* **TO BE DONE**:
Render the items below as a numbered list of their lines, with blank lines dropped and the pictures left out.
--- start ---
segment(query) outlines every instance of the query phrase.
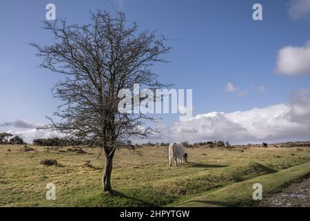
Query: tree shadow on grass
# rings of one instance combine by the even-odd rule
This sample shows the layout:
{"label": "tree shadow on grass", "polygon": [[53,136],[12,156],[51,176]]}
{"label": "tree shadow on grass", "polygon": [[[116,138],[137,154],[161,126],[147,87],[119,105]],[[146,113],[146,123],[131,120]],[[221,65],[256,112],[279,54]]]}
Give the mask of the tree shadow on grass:
{"label": "tree shadow on grass", "polygon": [[154,206],[152,204],[149,203],[149,202],[144,201],[141,199],[138,199],[132,196],[127,195],[119,191],[113,190],[111,193],[112,196],[122,198],[126,200],[130,200],[134,202],[136,202],[138,205],[141,205],[141,206]]}
{"label": "tree shadow on grass", "polygon": [[184,166],[187,167],[198,167],[198,168],[222,168],[228,166],[228,165],[205,164],[200,163],[194,163],[190,162],[187,162],[183,165]]}
{"label": "tree shadow on grass", "polygon": [[197,202],[200,204],[205,204],[206,206],[209,205],[210,206],[224,206],[224,207],[231,207],[233,205],[231,204],[223,202],[223,201],[212,201],[212,200],[189,200],[187,202]]}

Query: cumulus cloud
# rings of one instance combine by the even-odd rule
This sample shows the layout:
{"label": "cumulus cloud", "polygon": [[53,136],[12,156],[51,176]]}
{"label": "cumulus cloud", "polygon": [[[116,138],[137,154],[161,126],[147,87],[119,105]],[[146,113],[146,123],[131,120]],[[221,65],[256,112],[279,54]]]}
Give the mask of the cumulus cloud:
{"label": "cumulus cloud", "polygon": [[224,88],[225,92],[236,92],[238,90],[238,88],[236,88],[234,84],[230,82],[228,82],[226,84],[225,88]]}
{"label": "cumulus cloud", "polygon": [[277,56],[278,73],[287,75],[310,74],[310,41],[304,46],[287,46]]}
{"label": "cumulus cloud", "polygon": [[289,104],[229,113],[212,112],[172,126],[161,124],[161,132],[149,138],[168,142],[225,140],[234,144],[309,140],[310,90],[299,90],[291,97]]}
{"label": "cumulus cloud", "polygon": [[63,135],[54,131],[48,130],[37,130],[37,129],[28,129],[23,131],[13,131],[9,130],[8,133],[12,133],[13,135],[18,135],[23,138],[23,140],[27,143],[32,143],[32,140],[37,138],[52,138],[52,137],[61,137]]}
{"label": "cumulus cloud", "polygon": [[291,0],[289,15],[293,20],[310,17],[310,0]]}
{"label": "cumulus cloud", "polygon": [[260,92],[261,93],[264,93],[265,91],[265,85],[260,85],[258,86],[258,91]]}
{"label": "cumulus cloud", "polygon": [[233,84],[228,82],[224,88],[224,91],[226,93],[236,93],[239,96],[243,96],[248,94],[247,90],[240,90],[236,88]]}
{"label": "cumulus cloud", "polygon": [[17,119],[14,122],[4,122],[0,124],[2,127],[16,127],[17,128],[35,128],[37,125],[28,122]]}

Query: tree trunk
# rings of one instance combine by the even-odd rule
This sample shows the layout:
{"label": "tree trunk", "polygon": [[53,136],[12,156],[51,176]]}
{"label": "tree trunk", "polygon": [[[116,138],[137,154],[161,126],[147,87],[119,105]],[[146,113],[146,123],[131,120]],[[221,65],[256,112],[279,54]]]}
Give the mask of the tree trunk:
{"label": "tree trunk", "polygon": [[111,175],[113,164],[113,156],[114,154],[109,155],[105,154],[105,166],[103,176],[102,177],[102,182],[103,185],[103,191],[109,191],[112,193],[111,187]]}

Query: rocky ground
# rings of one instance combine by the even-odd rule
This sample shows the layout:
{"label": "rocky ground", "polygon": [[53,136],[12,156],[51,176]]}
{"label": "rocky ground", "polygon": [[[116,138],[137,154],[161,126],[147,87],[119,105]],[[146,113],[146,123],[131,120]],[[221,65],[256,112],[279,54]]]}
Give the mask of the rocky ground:
{"label": "rocky ground", "polygon": [[261,206],[271,207],[309,207],[310,177],[293,184],[281,193],[265,199]]}

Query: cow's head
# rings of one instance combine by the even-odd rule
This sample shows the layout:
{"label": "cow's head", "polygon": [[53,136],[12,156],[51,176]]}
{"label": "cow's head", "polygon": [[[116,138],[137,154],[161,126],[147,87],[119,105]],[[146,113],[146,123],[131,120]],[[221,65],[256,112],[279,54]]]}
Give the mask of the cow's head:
--- end ---
* **RESPONSE TO THE TASK**:
1. segment(query) outlines every instance of the query phrase.
2. Query: tree shadow on grass
3. # rings of one instance combine by the even-odd rule
4. This sample shows the layout:
5. {"label": "tree shadow on grass", "polygon": [[53,136],[12,156],[51,176]]}
6. {"label": "tree shadow on grass", "polygon": [[[116,138],[137,154],[161,126],[147,87],[119,105]],[[146,113],[146,123],[131,120]],[[221,65],[256,112],[279,54]]]}
7. Give the mask of the tree shadow on grass:
8. {"label": "tree shadow on grass", "polygon": [[154,206],[152,204],[149,203],[149,202],[144,201],[141,199],[138,199],[132,196],[127,195],[119,191],[113,190],[111,193],[112,196],[122,198],[126,200],[130,200],[134,202],[136,202],[138,205],[141,205],[141,206]]}
9. {"label": "tree shadow on grass", "polygon": [[184,166],[187,167],[198,167],[198,168],[222,168],[228,166],[228,165],[205,164],[200,163],[194,163],[190,162],[187,162],[183,165]]}
10. {"label": "tree shadow on grass", "polygon": [[197,202],[200,204],[205,204],[206,206],[209,205],[210,206],[224,206],[224,207],[231,207],[233,205],[231,204],[223,202],[223,201],[212,201],[212,200],[189,200],[187,202]]}
11. Query: cumulus cloud
12. # rings of one instance combine by the even-odd rule
13. This sample shows the layout:
14. {"label": "cumulus cloud", "polygon": [[53,136],[12,156],[51,176]]}
15. {"label": "cumulus cloud", "polygon": [[[116,138],[137,154],[161,126],[147,87],[119,105]],[[146,113],[146,123],[131,120]],[[221,65],[256,112],[279,54]]]}
16. Give the mask of the cumulus cloud:
17. {"label": "cumulus cloud", "polygon": [[224,88],[225,92],[236,92],[238,90],[238,88],[236,88],[234,84],[230,82],[228,82],[226,84],[225,88]]}
18. {"label": "cumulus cloud", "polygon": [[277,56],[278,73],[287,75],[310,74],[310,41],[304,46],[287,46]]}
19. {"label": "cumulus cloud", "polygon": [[289,104],[229,113],[212,112],[172,126],[161,124],[161,132],[149,138],[168,142],[225,140],[234,144],[309,140],[310,90],[299,90],[291,97]]}
20. {"label": "cumulus cloud", "polygon": [[63,135],[54,131],[48,130],[37,130],[37,129],[28,129],[23,131],[13,131],[9,130],[8,133],[12,133],[13,135],[18,135],[23,138],[23,140],[27,143],[32,143],[32,140],[37,138],[52,138],[52,137],[61,137]]}
21. {"label": "cumulus cloud", "polygon": [[291,0],[289,15],[293,20],[310,17],[310,0]]}
22. {"label": "cumulus cloud", "polygon": [[260,92],[261,93],[264,93],[265,91],[265,85],[260,85],[258,86],[258,91]]}
23. {"label": "cumulus cloud", "polygon": [[233,84],[228,82],[224,88],[224,91],[226,93],[236,93],[239,96],[243,96],[248,94],[247,90],[240,90],[236,88]]}
24. {"label": "cumulus cloud", "polygon": [[17,119],[14,122],[4,122],[0,124],[2,127],[16,127],[17,128],[35,128],[37,125],[28,122]]}
25. Query: tree trunk
26. # rings of one instance combine by the even-odd rule
27. This sample shows the layout:
28. {"label": "tree trunk", "polygon": [[53,136],[12,156],[51,176]]}
29. {"label": "tree trunk", "polygon": [[[116,138],[137,154],[161,126],[147,87],[119,105]],[[146,113],[146,123],[131,120]],[[221,65],[256,112],[279,54]]]}
30. Give the mask of the tree trunk:
31. {"label": "tree trunk", "polygon": [[111,175],[113,164],[113,156],[114,154],[109,155],[105,154],[105,166],[103,176],[102,177],[102,182],[103,185],[103,191],[109,191],[112,193],[111,187]]}
32. Query: rocky ground
33. # rings of one instance combine by the even-odd rule
34. This sample shows the layout:
35. {"label": "rocky ground", "polygon": [[53,136],[12,156],[51,176]]}
36. {"label": "rocky ground", "polygon": [[[116,138],[137,154],[161,126],[147,87],[119,105]],[[146,113],[146,123],[131,120]],[[221,65],[256,112],[279,54]]]}
37. Give the mask of the rocky ground:
38. {"label": "rocky ground", "polygon": [[261,206],[271,207],[309,207],[310,177],[293,184],[281,193],[265,199]]}
39. Query: cow's head
40. # rings of one instance combine by the even-odd rule
41. This sample shows the layout:
42. {"label": "cow's head", "polygon": [[53,136],[12,156],[51,176]]}
43. {"label": "cow's head", "polygon": [[[116,138],[137,154],[161,126],[147,87],[119,105]],[[146,113],[146,123],[131,120]],[[221,65],[256,112],[279,54]]]}
44. Give the mask of the cow's head:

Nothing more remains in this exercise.